▸ Passage shown
-*-

The Company needs to make quarterly profits to satisfy corporate
analysts. The Company needs to produce rising dividends in order to satisfy
shareholders. The employees, however elevated and well rewarded they may be, are
there simply to ensure that the company's needs are met. The modern company is a
bit like the man-eating plant in the spoof version of `The Little Shop of
Horrors'. It is never satisfied, can never be satisfied, and is unconcerned with
the well-being of the humans who work for it or tend to its needs.
In an
utterly misguided attempt to deal with this problem. the rather simple-minded
bureaucrats who run the European Union (and, therefore, our lives) have spent
several decades attempting to control modern companies and turn them into
socially responsible entities.
In this fruitless and destructive
endeavour they have been supported by successive European governments who have
spotted the financial advantages of heaping many of the State's responsibilities
onto corporate structures.
Because very few (if any) bureaucrats or
politicians have any real commercial experience (or, indeed, any experience of
what life is like in the real world) they have done some pretty staggering (and
probably irreversible) damage to the competitiveness of European companies.
Today, in rather pathetic attempts to keep the EU happy, even modestly
sized companies employ Corporate Social Responsibility Officers, maintain CSR
Departments, promote their CSR initiatives and spend fortunes on hiring CSR
consultants.
Vast amounts of time, energy and money are wasted on
pointless exercises in corporate political correctness.
In England the
Government forces companies to use their payrolls to perform 23 jobs which
should be done by the Government. (When Labour came to power in 1997 the figure
was 15). These delegated jobs include doling out maternity pay and tax credits
and collecting fines and student loan repayments.
It is hardly surprising
that the incidence of bankruptcy among small businesses (particularly those
which are labour intensive) has reached record levels.
I don't think
there is much doubt that one of the reasons for the success of companies in
China and India (and for the decline of European industries) is the enthusiasm
of EU bureaucrats for interfering with the way companies are run, for forcing
companies to take on numerous responsibilities which should be managed by the
State (arranging pensions and organising social security payments are among the
relatively few responsibilities of the State) and insisting that companies
become `socially responsible'.
The small tragedy is that by forcing
companies to take on inappropriate and pointless responsibilities the EU
bureaucrats have simply provided the slaves of the corporation (from the
directors and the executives downwards) with a neat cop-out.
If
corporations pay lip service to the bureaucratic requirements of the EU then the
EU will leave them alone.
The big tragedy is that by forcing corporations
to take on responsibilities for which they are not designed or well-suited the
EU bureaucrats have done lasting and severe damage to the efficiency and
effectiveness of European companies and to the employment prospects of millions
of European workers who must rely for their livelihoods on corporate
employment.

-*-

[Records from a point labeling set]
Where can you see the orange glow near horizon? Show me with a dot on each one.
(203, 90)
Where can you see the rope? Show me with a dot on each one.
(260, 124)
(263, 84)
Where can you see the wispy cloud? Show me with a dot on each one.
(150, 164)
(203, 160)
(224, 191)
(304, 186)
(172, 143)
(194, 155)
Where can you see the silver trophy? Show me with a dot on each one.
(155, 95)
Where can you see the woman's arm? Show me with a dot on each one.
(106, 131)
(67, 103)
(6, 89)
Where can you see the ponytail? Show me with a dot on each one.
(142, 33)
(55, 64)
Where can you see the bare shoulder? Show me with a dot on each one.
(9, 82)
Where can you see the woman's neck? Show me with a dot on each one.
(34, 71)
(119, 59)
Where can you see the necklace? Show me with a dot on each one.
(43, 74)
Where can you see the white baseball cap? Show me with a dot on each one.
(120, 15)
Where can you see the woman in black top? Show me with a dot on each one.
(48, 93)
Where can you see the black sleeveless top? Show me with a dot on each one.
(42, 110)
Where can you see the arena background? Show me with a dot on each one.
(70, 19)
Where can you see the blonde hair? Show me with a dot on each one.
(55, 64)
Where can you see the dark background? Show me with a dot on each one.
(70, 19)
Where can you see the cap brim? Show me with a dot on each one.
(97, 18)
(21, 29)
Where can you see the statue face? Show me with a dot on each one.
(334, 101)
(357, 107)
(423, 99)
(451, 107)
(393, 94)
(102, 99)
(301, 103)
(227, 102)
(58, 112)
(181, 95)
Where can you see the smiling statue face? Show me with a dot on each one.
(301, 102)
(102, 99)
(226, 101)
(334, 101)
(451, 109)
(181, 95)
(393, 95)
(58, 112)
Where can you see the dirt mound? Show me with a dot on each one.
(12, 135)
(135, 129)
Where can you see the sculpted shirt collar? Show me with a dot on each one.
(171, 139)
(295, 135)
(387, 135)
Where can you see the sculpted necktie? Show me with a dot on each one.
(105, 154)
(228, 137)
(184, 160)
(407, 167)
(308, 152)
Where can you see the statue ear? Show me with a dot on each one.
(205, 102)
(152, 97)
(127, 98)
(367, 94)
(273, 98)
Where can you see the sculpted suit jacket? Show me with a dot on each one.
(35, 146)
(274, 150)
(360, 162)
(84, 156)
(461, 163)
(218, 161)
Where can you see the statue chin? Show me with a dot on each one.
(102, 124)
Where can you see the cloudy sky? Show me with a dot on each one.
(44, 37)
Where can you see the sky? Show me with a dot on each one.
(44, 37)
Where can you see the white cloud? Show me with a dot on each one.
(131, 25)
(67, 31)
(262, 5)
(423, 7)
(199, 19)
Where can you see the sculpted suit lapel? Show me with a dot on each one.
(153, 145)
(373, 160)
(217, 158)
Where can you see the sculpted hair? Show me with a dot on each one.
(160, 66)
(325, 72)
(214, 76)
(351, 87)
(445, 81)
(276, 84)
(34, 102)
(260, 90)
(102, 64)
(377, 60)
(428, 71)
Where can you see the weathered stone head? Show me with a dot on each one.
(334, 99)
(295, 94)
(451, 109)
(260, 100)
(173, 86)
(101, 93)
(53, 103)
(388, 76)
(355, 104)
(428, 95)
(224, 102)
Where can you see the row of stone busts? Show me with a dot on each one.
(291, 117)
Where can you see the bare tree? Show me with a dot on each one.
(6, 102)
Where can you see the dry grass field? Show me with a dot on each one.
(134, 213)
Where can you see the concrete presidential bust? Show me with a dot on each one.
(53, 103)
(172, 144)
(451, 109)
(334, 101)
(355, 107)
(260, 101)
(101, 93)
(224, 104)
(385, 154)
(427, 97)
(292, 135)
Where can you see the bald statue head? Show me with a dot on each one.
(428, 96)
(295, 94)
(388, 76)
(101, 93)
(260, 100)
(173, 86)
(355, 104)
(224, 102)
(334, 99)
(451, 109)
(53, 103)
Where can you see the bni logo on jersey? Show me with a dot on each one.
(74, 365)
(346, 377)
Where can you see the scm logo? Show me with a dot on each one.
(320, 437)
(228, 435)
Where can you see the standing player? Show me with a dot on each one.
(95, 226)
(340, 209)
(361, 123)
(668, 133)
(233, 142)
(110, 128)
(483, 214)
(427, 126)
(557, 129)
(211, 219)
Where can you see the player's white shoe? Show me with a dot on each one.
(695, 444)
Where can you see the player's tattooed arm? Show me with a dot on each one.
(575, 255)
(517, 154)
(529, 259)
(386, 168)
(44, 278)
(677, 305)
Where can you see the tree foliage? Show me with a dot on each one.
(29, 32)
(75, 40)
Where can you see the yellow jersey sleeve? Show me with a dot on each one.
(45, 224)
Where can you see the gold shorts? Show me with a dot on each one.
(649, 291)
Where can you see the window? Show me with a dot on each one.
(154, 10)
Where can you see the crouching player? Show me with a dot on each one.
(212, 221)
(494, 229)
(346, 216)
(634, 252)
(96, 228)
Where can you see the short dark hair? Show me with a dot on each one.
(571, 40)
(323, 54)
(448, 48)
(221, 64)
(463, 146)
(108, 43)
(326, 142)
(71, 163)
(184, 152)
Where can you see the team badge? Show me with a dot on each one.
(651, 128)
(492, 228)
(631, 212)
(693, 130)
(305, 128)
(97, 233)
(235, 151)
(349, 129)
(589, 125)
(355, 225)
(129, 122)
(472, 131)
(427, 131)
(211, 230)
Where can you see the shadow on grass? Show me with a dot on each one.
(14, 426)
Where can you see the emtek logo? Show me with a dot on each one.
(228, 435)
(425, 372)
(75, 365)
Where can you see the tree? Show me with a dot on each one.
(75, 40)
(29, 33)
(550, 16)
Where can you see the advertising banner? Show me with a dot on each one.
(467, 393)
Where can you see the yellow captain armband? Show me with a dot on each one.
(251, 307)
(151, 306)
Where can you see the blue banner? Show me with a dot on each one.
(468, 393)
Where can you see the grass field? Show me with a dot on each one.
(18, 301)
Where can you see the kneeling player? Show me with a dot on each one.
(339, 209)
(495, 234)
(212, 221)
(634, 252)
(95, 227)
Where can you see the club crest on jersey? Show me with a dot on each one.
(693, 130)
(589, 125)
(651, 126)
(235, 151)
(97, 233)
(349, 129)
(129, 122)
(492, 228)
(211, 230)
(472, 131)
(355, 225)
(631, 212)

-*-

▸ Prompt
Please explain, in one to three sentences, why the passage on European companies says successive European governments have backed the EU's attempts to control companies. Rely only on the passage on European companies to answer.

▸ Solution for this exercise
Those governments saw financial advantages in heaping many of the State's responsibilities onto corporate structures. The passage calls this endeavor fruitless and destructive.